◆ **Problem requirements**
Write out, word for word, only the lines from the one containing "For every instance of the reflection" through the final line of the data.

[Point annotation dataset records]
┄┄┄┄┄┄┄┄┄┄┄┄┄┄┄┄┄┄┄┄
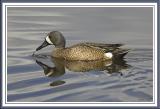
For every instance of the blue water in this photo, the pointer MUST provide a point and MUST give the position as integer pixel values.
(128, 81)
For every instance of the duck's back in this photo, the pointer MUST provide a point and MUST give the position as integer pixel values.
(80, 52)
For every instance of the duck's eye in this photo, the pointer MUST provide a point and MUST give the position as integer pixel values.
(48, 40)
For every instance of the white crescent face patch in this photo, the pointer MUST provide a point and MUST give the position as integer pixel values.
(48, 40)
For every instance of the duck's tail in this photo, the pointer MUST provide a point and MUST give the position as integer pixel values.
(120, 53)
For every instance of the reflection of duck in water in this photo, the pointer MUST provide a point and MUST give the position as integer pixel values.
(82, 51)
(80, 66)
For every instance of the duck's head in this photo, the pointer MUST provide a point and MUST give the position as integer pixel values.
(53, 38)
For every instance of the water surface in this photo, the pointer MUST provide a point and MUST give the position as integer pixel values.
(35, 79)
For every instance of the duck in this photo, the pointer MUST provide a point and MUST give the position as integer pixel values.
(86, 51)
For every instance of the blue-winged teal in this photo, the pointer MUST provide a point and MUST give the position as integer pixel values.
(82, 51)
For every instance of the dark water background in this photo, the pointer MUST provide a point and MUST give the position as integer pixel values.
(131, 81)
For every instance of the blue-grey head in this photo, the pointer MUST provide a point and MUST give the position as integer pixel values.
(53, 38)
┄┄┄┄┄┄┄┄┄┄┄┄┄┄┄┄┄┄┄┄
◆ **Result for this exercise**
For every instance of the reflection of duck in water in this photo, the pointer MUST provide a point and MUST give the position as integer pixel values.
(82, 51)
(80, 66)
For every instance of the duck's head in this photo, the pointer MUST provide a point and MUST give the position as integer pixel values.
(53, 38)
For every instance of the water surface in this photo, the pointer MUST provide a point and MUST give the position as integer pixel values.
(35, 79)
For every instance of the duck in this photo, the pointer MUST provide a point and MUST give the position as integer pixel values.
(86, 51)
For every instance of the blue-winged teal in this photo, the pointer MUST provide a point and MUST give the position as integer pixel values.
(82, 51)
For every instance of the dark water background in this photo, the pointer MUST provide a point and MUST give the position as integer pixel values.
(131, 81)
For every instance of the blue-grey head in this photo, the pointer MUST provide a point and MUST give the position as integer pixel values.
(53, 38)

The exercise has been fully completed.